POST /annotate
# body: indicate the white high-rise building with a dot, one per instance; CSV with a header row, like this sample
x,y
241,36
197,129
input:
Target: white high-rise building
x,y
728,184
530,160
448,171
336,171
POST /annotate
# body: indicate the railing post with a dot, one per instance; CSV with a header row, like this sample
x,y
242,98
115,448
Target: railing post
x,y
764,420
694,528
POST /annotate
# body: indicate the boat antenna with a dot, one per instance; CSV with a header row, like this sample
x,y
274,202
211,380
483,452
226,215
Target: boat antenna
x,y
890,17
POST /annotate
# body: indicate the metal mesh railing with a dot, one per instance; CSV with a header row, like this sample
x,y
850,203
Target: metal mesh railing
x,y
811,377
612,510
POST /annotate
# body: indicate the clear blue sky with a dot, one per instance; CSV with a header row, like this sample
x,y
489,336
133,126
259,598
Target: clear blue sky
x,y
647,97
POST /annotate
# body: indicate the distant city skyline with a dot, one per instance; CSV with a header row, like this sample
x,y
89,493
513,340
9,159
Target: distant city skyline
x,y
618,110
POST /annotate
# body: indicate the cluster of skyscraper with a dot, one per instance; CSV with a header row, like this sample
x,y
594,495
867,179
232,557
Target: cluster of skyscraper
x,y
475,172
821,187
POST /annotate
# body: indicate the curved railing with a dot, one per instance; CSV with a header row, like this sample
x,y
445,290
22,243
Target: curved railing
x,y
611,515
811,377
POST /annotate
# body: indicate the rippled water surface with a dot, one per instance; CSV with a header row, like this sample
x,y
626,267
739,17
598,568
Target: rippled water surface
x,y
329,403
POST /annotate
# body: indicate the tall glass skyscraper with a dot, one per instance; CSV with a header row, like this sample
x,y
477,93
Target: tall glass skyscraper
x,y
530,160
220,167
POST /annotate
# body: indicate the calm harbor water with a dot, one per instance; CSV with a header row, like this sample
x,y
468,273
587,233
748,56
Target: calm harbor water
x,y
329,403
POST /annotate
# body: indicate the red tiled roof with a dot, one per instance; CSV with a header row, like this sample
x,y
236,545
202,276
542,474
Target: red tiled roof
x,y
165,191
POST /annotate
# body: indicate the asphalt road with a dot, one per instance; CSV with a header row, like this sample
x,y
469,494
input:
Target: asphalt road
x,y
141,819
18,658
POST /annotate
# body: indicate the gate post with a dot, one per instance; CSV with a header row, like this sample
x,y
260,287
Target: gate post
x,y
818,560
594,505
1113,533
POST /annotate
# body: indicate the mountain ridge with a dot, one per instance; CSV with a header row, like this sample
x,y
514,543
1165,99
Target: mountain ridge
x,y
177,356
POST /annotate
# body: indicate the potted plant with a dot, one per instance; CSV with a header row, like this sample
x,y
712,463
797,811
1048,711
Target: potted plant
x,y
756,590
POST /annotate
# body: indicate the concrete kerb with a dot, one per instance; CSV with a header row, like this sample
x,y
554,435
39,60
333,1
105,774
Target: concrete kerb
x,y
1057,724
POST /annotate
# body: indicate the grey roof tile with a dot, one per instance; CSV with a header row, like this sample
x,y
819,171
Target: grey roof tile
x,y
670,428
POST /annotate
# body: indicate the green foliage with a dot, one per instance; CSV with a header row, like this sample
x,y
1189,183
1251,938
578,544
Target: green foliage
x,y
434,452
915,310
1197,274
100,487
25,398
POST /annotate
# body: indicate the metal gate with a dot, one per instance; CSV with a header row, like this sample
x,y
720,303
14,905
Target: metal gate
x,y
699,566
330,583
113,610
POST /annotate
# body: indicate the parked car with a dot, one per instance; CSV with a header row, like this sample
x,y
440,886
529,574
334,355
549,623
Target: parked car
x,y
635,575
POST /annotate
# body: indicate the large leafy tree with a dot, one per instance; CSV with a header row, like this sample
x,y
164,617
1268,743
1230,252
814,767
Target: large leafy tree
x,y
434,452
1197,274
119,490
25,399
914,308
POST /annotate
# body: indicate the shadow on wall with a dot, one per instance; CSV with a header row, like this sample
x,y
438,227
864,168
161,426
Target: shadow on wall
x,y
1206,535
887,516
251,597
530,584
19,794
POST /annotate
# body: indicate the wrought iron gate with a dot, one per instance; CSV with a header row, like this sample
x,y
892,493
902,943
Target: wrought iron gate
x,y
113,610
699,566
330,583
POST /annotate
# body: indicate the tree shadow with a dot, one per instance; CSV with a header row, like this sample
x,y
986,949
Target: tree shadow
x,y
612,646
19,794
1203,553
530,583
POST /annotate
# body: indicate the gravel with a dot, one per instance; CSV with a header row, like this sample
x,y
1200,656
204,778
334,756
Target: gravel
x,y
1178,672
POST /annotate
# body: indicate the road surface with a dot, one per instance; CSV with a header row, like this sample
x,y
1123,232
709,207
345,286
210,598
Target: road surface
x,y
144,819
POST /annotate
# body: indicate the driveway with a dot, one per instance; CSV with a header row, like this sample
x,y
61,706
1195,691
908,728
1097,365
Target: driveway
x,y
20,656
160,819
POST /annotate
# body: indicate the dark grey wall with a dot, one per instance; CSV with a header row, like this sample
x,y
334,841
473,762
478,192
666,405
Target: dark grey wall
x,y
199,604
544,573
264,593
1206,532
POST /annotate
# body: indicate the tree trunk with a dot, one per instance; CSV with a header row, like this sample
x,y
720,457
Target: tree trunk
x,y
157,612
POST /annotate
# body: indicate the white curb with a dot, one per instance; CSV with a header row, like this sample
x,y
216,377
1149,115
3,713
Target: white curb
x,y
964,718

TO DO> Copy every line of the data above that contains the string "cluster".

ANSWER TO THE EXERCISE>
# body: indicate the cluster of skyscraper with a dot, one per instance; CSV with a header row, like this sample
Target: cluster of skyscraper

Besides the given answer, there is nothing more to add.